### AUFGABENSTELLUNG
Zähle, wie viele Zeilen der folgenden Daten die Zeichenfolge „balcony“ enthalten, und gib ausschließlich diese Anzahl an.

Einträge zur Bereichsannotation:
------------------------------------------------
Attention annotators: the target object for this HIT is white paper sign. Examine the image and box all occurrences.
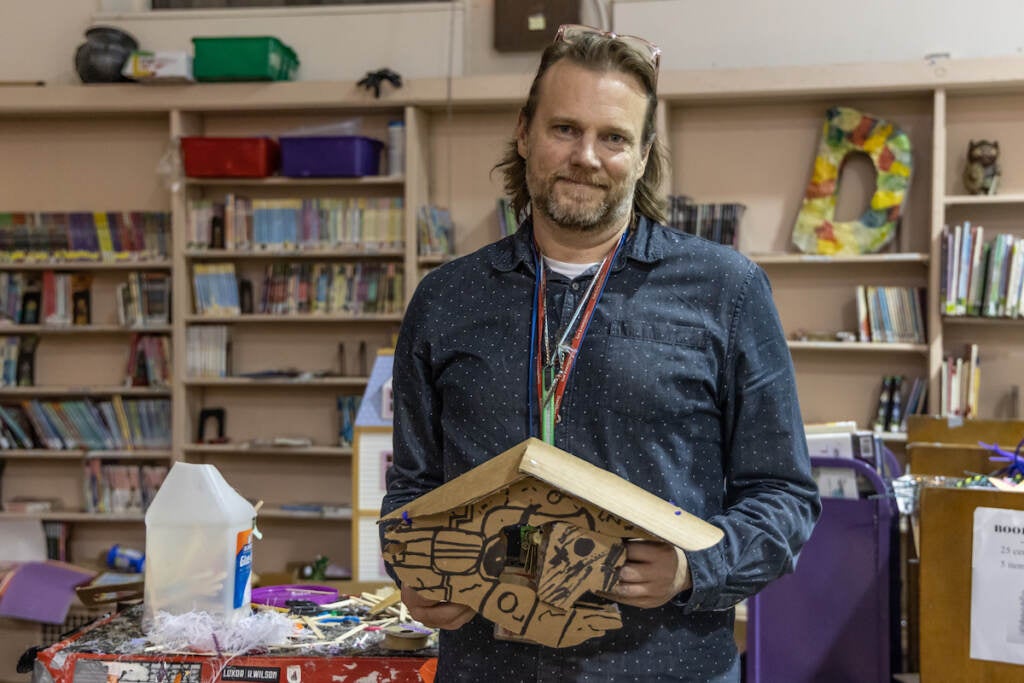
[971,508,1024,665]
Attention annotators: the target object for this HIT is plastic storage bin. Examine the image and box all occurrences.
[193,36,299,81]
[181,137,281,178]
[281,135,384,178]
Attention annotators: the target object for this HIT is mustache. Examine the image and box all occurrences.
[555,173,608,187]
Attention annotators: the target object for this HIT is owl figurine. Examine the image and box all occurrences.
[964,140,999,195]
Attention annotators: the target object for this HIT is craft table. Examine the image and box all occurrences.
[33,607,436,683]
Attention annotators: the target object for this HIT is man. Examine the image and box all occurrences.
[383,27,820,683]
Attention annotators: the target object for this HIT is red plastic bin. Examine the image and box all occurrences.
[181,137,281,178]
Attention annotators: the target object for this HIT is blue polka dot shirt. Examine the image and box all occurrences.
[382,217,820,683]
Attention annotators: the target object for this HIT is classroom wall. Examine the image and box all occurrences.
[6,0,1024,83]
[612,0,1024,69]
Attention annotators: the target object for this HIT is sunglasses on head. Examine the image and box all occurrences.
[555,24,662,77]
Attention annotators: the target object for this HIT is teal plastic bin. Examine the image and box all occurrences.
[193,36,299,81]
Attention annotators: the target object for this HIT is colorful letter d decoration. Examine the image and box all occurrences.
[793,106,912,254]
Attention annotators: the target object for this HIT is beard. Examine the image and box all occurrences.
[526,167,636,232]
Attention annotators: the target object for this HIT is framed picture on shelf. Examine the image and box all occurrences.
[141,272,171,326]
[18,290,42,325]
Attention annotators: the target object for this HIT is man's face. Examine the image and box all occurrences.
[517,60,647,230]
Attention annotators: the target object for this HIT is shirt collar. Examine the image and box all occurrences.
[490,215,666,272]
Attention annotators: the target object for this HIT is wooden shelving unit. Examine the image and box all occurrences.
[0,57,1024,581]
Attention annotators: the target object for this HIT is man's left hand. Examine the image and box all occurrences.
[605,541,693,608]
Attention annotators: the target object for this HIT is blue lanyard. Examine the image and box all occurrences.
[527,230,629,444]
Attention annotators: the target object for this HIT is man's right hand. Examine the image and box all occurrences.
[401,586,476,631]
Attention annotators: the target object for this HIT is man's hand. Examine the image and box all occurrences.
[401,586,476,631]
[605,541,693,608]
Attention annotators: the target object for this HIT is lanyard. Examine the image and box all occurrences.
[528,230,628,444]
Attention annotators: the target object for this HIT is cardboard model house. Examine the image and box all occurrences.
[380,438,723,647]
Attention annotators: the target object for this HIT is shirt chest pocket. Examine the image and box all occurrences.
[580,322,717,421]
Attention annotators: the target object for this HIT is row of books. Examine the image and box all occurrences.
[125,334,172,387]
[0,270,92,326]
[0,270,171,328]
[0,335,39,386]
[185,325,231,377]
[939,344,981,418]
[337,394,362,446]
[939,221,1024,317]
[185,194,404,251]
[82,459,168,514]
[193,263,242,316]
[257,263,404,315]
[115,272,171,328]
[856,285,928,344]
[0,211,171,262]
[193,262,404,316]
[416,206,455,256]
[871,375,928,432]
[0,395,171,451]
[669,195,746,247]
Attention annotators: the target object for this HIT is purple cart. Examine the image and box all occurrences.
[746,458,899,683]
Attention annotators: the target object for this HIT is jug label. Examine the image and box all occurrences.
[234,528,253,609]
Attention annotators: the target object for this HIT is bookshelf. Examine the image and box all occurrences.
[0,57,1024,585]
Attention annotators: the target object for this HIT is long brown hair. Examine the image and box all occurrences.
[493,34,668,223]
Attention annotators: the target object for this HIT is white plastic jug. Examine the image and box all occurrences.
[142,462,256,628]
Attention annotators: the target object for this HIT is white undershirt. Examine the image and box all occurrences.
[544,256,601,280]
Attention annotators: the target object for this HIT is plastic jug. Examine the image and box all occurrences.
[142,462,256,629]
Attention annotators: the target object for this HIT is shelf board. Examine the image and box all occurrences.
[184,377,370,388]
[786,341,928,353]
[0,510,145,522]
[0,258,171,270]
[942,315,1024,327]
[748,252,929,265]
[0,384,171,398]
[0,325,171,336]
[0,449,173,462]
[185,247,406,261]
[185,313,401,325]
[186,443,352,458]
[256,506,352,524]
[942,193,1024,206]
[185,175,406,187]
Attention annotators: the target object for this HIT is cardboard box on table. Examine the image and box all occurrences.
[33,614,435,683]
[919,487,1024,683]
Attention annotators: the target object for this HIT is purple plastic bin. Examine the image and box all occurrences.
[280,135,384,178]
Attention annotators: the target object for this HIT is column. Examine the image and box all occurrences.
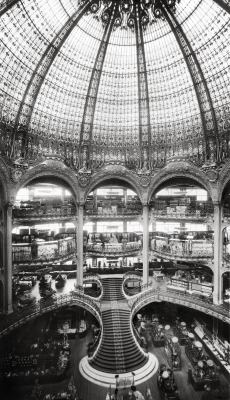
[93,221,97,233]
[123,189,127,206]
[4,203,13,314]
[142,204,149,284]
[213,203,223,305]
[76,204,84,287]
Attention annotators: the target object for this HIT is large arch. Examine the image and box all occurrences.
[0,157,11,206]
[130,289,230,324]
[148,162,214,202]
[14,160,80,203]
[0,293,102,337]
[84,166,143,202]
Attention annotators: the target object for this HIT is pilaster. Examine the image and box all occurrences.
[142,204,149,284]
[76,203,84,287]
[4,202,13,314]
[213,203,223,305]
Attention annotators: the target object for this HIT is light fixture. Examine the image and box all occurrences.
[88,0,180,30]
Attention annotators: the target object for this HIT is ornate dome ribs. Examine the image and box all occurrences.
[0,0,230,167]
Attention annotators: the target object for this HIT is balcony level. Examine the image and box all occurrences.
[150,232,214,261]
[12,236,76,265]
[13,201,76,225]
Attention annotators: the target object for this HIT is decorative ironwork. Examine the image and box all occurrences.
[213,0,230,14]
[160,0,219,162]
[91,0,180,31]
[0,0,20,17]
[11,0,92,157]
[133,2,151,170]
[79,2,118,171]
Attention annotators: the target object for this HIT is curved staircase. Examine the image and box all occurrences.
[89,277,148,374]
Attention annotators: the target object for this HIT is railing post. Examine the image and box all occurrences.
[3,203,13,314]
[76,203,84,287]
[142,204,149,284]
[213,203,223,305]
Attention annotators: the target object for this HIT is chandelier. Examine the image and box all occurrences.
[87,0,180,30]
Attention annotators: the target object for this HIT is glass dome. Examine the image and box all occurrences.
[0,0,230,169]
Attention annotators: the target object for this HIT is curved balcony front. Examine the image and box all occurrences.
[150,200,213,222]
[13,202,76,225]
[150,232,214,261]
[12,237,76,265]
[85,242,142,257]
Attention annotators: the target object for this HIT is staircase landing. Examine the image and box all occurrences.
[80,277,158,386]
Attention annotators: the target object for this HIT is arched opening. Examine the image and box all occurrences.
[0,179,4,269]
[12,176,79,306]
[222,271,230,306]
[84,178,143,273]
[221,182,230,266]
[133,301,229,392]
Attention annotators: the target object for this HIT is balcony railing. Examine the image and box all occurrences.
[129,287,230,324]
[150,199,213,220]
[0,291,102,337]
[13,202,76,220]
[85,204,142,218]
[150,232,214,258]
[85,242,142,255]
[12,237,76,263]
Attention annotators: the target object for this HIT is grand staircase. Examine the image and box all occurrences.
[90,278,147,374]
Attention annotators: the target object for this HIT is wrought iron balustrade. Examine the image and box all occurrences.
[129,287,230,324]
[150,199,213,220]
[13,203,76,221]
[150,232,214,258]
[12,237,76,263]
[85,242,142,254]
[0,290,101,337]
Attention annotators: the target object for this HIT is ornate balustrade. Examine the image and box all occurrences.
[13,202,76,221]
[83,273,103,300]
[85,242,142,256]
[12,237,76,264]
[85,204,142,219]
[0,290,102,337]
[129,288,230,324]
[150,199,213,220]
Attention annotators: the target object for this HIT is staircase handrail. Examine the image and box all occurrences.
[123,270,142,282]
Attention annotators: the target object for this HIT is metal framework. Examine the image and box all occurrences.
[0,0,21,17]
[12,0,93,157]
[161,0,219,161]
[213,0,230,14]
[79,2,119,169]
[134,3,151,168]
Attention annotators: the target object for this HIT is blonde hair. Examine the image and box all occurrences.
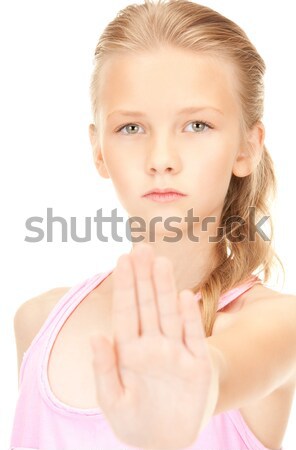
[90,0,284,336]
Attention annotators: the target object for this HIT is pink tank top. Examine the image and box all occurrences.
------------------------------------------------
### LÖSUNG DER AUFGABE
3